**Esercizio proposto 1:**
Trascrivi dal testo su The Greatest Showman il brano che comincia con le parole "Come forse avrete" e si ferma dopo le parole "tardi che mai.".
**Esercizio proposto 2:**
Secondo il testo su The Greatest Showman, chi ha diretto il film?
**Esercizio proposto 3:**
Stabilisci se ciascuna affermazione concorda con il testo su The Greatest Showman, rispondendo sì o no e citando le parole decisive: (a) Chi scrive guarda molte serie TV. (b) Il film è uscito nei cinema sul finire del 2017. (c) Prima della visione, chi scrive aveva già sentito alcune canzoni del film.

**Testo di lettura:**
+---+
Come forse avrete ormai capito, non guardo molti film e tanto meno serie TV. So che mi perdo tantissimo, ma finora non si sono verificate le congiunzioni astrali adeguate perché questa forma d’arte e io riusciamo a incontrarci nella giusta maniera. Eppure ogni tanto qualcosa capita, soprattutto se è un musical. E io adoro i musical.
Sono però sempre perennemente in ritardo. The Greatest Showman, diretto da Michael Gracey, è uscito nei cinema sul finire del 2017 e io l’ho scoperto solo l’estate scorsa. Mi era capitato di guardare qualche trailer, ma forse non gli avevo prestato la giusta attenzione e non mi aveva colpito troppo. Non avevo neanche mai sentito una sola canzone. E così, piazzata davanti allo schermo per decisione altrui, ignara di trama o altri dettagli, sono rimasta incantata da questa meraviglia. Meglio tardi che mai.
+---+
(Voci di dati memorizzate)

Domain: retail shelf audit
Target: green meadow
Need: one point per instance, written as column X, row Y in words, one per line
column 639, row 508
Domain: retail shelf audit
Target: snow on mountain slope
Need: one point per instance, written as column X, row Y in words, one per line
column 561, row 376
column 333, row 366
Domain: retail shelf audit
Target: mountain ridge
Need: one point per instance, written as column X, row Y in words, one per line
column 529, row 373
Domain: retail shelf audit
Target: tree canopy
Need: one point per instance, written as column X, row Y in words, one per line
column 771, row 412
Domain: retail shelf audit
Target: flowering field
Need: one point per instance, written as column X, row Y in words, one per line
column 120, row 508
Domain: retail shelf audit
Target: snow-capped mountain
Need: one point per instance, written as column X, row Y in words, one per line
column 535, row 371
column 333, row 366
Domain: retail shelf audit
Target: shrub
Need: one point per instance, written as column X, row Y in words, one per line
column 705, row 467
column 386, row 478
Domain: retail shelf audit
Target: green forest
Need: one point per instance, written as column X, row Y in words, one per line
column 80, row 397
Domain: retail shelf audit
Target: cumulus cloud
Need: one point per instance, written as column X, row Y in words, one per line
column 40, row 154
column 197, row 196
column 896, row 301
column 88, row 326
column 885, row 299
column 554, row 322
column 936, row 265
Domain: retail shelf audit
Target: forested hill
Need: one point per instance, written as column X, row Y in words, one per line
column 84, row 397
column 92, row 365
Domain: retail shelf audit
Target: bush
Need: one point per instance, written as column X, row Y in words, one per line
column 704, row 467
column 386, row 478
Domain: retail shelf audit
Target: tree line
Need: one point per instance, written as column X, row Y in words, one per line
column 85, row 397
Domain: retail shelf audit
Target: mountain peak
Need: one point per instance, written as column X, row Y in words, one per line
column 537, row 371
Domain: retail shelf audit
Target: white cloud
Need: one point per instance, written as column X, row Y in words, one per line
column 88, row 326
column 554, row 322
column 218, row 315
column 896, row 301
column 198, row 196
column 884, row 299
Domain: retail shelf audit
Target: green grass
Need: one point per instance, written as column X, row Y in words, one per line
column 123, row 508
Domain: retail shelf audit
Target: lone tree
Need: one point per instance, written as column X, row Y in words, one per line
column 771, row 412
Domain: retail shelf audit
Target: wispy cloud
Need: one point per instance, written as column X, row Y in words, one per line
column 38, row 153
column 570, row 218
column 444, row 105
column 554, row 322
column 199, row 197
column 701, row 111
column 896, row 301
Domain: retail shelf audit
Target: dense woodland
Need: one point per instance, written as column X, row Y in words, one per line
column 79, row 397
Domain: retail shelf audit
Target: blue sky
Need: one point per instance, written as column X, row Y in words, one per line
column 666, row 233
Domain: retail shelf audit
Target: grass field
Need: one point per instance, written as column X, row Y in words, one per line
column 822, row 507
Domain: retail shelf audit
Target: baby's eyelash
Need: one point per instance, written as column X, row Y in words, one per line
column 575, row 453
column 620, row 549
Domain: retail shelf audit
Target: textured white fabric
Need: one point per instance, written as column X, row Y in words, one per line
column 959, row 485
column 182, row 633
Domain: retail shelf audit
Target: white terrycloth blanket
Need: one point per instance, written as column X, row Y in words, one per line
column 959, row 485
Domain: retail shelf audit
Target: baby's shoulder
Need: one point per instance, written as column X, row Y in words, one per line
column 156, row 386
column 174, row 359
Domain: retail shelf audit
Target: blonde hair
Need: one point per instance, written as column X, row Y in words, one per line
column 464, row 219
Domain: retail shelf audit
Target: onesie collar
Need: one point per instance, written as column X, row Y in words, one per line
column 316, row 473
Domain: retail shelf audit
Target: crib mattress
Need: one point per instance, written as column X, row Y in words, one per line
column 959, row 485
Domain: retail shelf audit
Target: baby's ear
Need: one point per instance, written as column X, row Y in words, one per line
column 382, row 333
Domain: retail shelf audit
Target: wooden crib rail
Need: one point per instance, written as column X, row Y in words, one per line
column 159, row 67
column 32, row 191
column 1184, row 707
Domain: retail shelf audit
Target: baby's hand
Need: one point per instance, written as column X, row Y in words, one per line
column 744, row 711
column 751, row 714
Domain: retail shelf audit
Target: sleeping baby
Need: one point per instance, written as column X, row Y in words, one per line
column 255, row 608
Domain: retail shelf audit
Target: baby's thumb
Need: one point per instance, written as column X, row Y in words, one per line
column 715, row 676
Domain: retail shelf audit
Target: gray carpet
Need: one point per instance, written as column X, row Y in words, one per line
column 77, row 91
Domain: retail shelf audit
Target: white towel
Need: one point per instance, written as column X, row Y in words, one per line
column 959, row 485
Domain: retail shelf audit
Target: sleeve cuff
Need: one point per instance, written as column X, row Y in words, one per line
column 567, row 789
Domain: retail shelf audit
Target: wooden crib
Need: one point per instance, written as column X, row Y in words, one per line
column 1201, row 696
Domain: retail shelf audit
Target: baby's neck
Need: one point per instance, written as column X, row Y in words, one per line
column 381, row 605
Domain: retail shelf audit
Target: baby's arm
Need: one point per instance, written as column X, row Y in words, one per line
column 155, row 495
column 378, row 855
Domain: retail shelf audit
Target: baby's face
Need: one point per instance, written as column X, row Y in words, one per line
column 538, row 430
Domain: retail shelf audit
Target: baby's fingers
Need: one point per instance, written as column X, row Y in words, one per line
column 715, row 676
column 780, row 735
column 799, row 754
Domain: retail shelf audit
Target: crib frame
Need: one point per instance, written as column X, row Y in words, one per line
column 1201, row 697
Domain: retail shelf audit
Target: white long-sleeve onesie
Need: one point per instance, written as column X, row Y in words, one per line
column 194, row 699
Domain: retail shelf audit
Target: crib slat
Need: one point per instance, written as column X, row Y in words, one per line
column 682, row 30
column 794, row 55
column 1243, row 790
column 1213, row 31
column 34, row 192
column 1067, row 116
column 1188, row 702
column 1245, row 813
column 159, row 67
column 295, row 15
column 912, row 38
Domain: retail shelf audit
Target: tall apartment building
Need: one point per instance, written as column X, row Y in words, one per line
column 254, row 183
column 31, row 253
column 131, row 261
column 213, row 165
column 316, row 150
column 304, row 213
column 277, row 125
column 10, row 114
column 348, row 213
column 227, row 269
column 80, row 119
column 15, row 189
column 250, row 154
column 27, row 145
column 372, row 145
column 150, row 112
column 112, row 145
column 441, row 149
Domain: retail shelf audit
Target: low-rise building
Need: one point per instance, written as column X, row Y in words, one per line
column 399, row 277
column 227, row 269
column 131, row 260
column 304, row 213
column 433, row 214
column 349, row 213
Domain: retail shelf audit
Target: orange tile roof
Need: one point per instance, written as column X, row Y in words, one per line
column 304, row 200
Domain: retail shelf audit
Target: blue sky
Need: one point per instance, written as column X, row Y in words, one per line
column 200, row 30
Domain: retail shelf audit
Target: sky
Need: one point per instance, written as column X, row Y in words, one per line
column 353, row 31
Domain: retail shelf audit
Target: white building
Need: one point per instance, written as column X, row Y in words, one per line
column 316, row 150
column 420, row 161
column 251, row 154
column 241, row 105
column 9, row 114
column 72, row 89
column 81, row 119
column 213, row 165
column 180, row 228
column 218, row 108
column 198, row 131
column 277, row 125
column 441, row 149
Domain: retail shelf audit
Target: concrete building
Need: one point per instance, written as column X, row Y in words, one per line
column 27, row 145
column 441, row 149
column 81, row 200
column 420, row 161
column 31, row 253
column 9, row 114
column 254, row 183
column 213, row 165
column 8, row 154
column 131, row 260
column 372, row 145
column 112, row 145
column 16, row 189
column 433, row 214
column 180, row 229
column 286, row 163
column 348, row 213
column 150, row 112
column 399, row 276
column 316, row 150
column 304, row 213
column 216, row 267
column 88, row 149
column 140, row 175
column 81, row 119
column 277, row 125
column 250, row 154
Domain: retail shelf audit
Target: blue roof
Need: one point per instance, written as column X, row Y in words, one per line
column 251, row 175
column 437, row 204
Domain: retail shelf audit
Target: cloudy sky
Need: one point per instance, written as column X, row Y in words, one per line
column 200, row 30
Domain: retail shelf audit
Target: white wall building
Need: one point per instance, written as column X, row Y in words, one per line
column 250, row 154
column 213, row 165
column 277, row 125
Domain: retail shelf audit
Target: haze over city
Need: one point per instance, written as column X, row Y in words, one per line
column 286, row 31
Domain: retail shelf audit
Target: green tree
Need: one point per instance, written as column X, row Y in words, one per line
+---+
**Risposta svolta 1:**
Come forse avrete ormai capito, non guardo molti film e tanto meno serie TV. So che mi perdo tantissimo, ma finora non si sono verificate le congiunzioni astrali adeguate perché questa forma d’arte e io riusciamo a incontrarci nella giusta maniera. Eppure ogni tanto qualcosa capita, soprattutto se è un musical. E io adoro i musical.
Sono però sempre perennemente in ritardo. The Greatest Showman, diretto da Michael Gracey, è uscito nei cinema sul finire del 2017 e io l’ho scoperto solo l’estate scorsa. Mi era capitato di guardare qualche trailer, ma forse non gli avevo prestato la giusta attenzione e non mi aveva colpito troppo. Non avevo neanche mai sentito una sola canzone. E così, piazzata davanti allo schermo per decisione altrui, ignara di trama o altri dettagli, sono rimasta incantata da questa meraviglia. Meglio tardi che mai.

**Risposta svolta 2:**
Michael Gracey.

**Risposta svolta 3:**
(a) No: «non guardo molti film e tanto meno serie TV».
(b) Sì: «è uscito nei cinema sul finire del 2017».
(c) No: «Non avevo neanche mai sentito una sola canzone».